● **WHAT THE TASK ASKS**
Swap "rough mask" for "coarse mask" in the listing's stretch from the line containing "For each <instance>" through the line containing "positive clicks: (265, 223)". Give back only those lines, with nothing else altered.

● **MATERIAL SHOWN**
== == ==

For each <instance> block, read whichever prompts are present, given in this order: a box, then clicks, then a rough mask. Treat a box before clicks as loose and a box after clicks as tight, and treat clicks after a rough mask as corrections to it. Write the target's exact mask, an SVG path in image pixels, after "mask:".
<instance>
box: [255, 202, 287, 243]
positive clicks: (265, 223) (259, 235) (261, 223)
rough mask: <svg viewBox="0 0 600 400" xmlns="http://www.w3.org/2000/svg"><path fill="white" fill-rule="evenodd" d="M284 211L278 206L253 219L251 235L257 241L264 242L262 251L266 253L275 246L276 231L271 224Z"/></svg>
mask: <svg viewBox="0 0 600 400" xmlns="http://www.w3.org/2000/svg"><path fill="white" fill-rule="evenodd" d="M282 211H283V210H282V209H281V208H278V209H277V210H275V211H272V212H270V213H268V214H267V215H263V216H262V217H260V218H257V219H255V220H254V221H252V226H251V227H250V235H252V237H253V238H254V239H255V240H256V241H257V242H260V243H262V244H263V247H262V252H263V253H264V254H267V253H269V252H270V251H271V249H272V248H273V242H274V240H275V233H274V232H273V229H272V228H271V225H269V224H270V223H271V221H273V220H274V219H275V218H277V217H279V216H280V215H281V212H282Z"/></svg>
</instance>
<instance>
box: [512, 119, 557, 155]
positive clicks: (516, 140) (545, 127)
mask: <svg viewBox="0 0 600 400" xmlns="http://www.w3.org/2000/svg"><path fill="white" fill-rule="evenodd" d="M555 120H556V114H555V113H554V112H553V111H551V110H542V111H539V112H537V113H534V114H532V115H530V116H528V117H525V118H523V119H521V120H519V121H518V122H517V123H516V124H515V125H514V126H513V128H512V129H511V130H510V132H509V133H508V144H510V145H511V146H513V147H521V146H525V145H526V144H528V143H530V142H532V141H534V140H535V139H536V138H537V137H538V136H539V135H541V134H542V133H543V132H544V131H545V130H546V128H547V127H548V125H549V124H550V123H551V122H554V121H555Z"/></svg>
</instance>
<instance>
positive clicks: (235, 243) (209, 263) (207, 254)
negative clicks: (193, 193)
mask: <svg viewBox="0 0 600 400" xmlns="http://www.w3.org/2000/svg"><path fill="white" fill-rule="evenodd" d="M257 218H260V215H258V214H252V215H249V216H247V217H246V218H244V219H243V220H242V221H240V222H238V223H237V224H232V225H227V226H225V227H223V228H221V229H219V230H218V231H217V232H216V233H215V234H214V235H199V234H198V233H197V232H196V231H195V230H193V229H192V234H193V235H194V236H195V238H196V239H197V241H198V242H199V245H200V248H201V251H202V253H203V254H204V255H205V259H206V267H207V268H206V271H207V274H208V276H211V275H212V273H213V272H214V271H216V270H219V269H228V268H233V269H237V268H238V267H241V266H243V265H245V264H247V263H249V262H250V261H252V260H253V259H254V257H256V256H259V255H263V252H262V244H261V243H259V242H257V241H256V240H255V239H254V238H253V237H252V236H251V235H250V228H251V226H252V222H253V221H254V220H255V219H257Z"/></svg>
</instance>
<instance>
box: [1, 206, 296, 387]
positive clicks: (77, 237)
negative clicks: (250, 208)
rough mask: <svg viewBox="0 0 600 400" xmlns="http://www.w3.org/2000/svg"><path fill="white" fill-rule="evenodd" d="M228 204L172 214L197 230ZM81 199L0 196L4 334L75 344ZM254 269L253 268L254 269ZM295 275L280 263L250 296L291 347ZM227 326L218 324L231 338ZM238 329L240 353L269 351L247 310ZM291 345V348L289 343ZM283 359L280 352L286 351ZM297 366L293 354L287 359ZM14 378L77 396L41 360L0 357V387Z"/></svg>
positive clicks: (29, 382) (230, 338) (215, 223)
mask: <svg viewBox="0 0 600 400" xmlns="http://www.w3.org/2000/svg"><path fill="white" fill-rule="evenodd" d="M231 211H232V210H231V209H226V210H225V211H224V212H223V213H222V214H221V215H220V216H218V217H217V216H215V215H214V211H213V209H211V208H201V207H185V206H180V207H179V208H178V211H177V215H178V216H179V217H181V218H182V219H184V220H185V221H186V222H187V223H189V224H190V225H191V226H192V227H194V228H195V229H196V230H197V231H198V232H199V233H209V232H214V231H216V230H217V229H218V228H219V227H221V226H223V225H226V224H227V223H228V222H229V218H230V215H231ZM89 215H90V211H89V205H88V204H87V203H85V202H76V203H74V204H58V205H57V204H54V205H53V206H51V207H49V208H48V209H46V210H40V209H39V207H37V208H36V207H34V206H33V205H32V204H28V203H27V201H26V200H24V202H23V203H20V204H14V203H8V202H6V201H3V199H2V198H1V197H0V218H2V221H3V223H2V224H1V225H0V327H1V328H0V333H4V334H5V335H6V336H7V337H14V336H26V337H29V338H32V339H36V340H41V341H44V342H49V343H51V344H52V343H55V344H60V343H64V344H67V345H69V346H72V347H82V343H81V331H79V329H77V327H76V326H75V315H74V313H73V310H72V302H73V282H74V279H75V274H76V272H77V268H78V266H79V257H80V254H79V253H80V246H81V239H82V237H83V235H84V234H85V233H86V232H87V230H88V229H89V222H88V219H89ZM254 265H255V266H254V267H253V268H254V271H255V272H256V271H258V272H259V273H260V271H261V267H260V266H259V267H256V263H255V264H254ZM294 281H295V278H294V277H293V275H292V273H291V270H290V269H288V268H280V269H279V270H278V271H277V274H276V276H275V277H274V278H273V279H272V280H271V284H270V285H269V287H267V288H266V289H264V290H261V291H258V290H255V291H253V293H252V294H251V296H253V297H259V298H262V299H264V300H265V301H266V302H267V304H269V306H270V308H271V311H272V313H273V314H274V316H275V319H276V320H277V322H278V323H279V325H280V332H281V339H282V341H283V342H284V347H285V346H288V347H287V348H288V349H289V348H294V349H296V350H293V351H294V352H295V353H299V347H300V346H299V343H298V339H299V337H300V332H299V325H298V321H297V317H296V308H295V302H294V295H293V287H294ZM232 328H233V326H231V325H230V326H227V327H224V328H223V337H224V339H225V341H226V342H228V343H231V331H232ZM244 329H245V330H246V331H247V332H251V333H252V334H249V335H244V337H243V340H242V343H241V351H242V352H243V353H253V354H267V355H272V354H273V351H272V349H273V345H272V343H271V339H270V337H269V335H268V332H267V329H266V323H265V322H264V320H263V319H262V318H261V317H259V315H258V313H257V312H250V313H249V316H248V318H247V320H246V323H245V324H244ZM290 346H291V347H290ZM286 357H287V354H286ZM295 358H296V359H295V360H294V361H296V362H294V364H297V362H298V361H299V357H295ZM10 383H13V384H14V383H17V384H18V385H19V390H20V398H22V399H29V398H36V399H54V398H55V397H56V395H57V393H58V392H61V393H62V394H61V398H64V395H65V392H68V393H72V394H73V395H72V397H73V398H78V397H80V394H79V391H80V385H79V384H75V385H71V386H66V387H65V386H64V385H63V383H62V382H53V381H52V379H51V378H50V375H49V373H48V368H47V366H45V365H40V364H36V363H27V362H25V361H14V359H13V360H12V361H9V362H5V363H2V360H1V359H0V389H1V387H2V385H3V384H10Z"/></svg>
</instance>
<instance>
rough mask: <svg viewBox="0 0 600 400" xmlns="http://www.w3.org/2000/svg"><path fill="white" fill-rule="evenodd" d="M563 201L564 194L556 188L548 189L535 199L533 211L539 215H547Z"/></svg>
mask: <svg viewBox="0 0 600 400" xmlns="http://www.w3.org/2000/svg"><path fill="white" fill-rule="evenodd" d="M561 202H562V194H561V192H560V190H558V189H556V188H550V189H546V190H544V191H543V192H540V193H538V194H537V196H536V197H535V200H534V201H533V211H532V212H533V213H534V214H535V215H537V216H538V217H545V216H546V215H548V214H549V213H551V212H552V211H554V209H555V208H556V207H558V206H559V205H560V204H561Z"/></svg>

== == ==

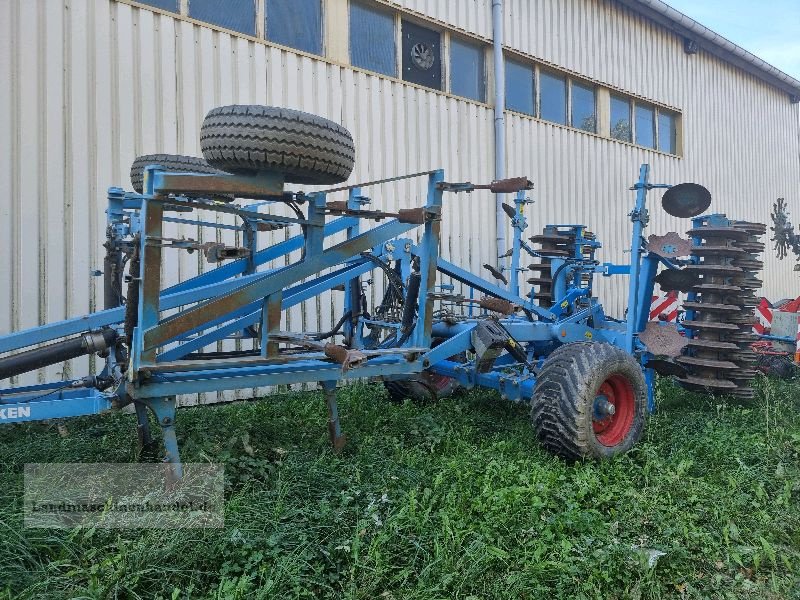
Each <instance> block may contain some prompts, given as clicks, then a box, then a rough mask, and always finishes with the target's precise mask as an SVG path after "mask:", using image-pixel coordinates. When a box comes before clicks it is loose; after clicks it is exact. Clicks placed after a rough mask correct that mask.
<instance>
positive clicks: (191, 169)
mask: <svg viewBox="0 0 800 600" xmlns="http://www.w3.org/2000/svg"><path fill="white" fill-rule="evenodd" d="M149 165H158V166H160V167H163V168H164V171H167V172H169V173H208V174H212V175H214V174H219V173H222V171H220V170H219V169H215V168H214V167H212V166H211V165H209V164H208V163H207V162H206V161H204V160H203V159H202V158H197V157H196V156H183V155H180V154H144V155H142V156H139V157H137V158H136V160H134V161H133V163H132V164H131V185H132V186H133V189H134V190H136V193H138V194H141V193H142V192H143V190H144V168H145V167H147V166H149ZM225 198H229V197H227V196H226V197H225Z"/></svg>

== == ==

● **ANSWER TO THE PROBLEM**
For each <instance> block, read whichever prompts are present, given in this order: a box, then clicks, then a coarse mask. Treat a box before clicks as loose and a box after clicks as tight, and treat clicks after a coarse mask as corrections to it. Write the target's exact mask, an SVG path in image pixels, after "mask:".
<instance>
box: [255, 202, 287, 243]
positive clicks: (265, 223) (259, 235) (261, 223)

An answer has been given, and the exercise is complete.